Given instruction: Could you update the material below so that "Tag" becomes "Mark" everywhere it occurs, leaving every other word the same?

◇ ◇ ◇ ◇

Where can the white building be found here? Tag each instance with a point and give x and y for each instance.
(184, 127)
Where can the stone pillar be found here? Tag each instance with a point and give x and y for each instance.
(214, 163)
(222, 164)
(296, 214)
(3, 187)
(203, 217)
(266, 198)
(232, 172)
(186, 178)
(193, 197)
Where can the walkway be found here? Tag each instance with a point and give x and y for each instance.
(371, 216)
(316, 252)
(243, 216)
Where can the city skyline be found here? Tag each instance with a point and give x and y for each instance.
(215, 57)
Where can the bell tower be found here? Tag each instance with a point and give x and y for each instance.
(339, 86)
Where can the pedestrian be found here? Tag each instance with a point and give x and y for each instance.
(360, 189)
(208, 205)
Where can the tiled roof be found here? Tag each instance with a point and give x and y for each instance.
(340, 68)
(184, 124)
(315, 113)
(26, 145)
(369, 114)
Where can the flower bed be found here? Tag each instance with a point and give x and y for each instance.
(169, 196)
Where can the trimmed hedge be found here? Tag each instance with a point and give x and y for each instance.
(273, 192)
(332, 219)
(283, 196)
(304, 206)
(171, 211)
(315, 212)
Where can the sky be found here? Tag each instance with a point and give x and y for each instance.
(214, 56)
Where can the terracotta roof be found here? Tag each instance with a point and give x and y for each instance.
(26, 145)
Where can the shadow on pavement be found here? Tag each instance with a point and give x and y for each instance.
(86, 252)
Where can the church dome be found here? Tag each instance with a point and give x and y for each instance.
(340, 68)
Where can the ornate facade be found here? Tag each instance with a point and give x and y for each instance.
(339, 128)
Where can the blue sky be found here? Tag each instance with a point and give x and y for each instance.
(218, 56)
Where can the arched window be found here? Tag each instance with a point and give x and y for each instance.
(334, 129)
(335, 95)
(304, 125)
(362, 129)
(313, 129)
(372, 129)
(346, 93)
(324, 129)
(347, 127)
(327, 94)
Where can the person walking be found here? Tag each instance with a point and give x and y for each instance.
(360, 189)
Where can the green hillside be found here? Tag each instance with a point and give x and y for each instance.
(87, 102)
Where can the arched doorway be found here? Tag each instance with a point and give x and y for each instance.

◇ ◇ ◇ ◇

Output of the task:
Where can the white building be found here? Mark each instance with a point and give x and y for each instance.
(184, 127)
Where can the stone pillar be found here? Mark each instance with a point and give x and y for each instance.
(214, 163)
(222, 164)
(296, 214)
(3, 187)
(203, 217)
(266, 198)
(232, 172)
(186, 178)
(193, 197)
Where can the walkway be found here? Mark each instance with a point and give x and y for each instance.
(371, 216)
(316, 252)
(243, 216)
Where can the city skyline be found here? Mark each instance with a point and give x and y for each instance.
(215, 57)
Where can the bell tower be found here? Mark each instance with a point and give x and y for each instance.
(339, 86)
Where can the pedestrian be found here? Mark each instance with a point and give x and y for each instance.
(360, 189)
(208, 205)
Where can the tiled roof be found here? Mark each instance with a point and give x and y for each instance.
(340, 68)
(184, 124)
(315, 113)
(26, 145)
(369, 114)
Where can the flower bed be found here? Mark each instance with a point and give x and y for each instance.
(169, 196)
Where can the trimmed hedge be found here? Mark each instance with a point and give x and y for each instance.
(273, 192)
(332, 219)
(283, 196)
(304, 206)
(171, 211)
(315, 212)
Where can the sky be found here? Mark each instance with a point and give x and y for each instance.
(214, 56)
Where can the terracotta roof be found here? Mark each instance with a point and give x and y for each instance.
(26, 145)
Where can the shadow on pavement be found here? Mark each instance with a point and give x and y for each instance.
(86, 252)
Where can the church dome be found here? Mark each instance with a point and give x and y for each instance.
(340, 68)
Where can the ornate facade be found here? Mark each instance with a point and give x and y for each instance.
(339, 128)
Where can the blue sky be found here? Mark each instance with a point and give x and y for each instance.
(218, 56)
Where can the arched window be found here? Mark each instance with a point and give x and y for each instance.
(334, 129)
(335, 95)
(304, 125)
(362, 129)
(313, 129)
(372, 129)
(346, 93)
(324, 129)
(347, 127)
(327, 94)
Where can the person walking be found here? Mark each instance with a point and give x and y for each instance.
(360, 189)
Where can the green hillside be found here? Mark each instance with a point and give x and y for each instance.
(87, 102)
Where can the arched doorway be found here? Mark each instance with a point and give x and y for each instance.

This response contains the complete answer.